BEGIN Passage for review

Here we explore various demographic, socioeconomic, and healthcare-related variables and their associations with COVID-19 incidence and case fatality rates over the first five waves of the pandemic in Germany. We employ an ecological study design at the district (Landkreis) level, and model the data using generalized additive models (GAMs).
- src
- format_data
- fit_models
- functions
The following packages are used in this repository:
- tidyverse (version 2.0.0)
- testthat (version 3.2.1.1)
- gridExtra (version 2.3)
- ISOweek (version 0.6.2)
- jsonlite (version 1.8.8)
- mgcv (version 1.9.1)
- sf (version 1.0.16)
- pomp (version 5.8)
- spdep (version 1.3.3)
- Rcpp (version 1.0.12)
- DHARMa (version 0.4.6)
- patchwork (version 1.2.0)
- viridis (version 0.6.5)
- psych (version 2.4.3)
- geosphere (version 1.5.18)
- vegan (version 2.6.4)
- ncf (version 1.3.2)
All analyses were conducted in R version 4.4.0.
Data on COVID-19 cases and deaths by district and age group, as well as data on population sizes, were obtained from the Corona Data Platform.
District-level socioeconomic position was measured using the GISD, which encompasses indicators on employment, income, and educational attainment. Data can be downloaded here.
Data on all other key predictor variables were obtained from the database "Indicators and Maps for Spatial and Urban Development" (INKAR), available here.

END Passage for review
BEGIN Data extract

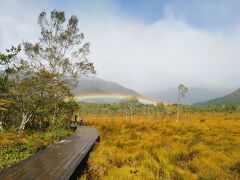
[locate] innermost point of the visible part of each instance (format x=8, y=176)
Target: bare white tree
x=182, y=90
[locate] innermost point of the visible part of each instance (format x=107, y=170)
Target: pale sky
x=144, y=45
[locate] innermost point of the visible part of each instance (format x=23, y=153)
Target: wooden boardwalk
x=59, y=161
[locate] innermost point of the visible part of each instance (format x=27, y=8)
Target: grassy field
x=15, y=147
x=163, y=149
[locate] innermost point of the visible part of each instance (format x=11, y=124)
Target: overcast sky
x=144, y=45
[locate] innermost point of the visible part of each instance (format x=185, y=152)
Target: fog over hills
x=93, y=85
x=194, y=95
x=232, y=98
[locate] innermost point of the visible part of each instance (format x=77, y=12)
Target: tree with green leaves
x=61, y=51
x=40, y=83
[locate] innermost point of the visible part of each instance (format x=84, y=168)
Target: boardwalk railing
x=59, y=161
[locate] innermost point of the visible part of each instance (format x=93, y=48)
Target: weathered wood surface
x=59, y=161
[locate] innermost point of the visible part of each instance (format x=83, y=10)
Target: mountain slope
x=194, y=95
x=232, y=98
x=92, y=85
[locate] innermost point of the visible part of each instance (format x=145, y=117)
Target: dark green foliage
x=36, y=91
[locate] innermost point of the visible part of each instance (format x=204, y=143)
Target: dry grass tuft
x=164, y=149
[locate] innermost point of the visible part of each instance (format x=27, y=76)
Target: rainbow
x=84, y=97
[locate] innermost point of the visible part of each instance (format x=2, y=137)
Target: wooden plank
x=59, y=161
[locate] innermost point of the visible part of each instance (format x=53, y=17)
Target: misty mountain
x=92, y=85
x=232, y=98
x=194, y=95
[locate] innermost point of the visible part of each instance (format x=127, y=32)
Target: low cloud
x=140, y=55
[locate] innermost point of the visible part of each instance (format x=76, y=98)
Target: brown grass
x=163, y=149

END Data extract

Questions:
1. In which version of R were all analyses in the COVID-19 study description conducted?
2. Copy the part of the COVID-19 study description that begins with the words "- gridExtra (version" and ends with "vegan (version 2.6.4)", renaming "version" to "release" everywhere it occurs.
Rely only on the COVID-19 study description when answering.

Responses for each task:
1. R version 4.4.0.

2.
- gridExtra (release 2.3)
- ISOweek (release 0.6.2)
- jsonlite (release 1.8.8)
- mgcv (release 1.9.1)
- sf (release 1.0.16)
- pomp (release 5.8)
- spdep (release 1.3.3)
- Rcpp (release 1.0.12)
- DHARMa (release 0.4.6)
- patchwork (release 1.2.0)
- viridis (release 0.6.5)
- psych (release 2.4.3)
- geosphere (release 1.5.18)
- vegan (release 2.6.4)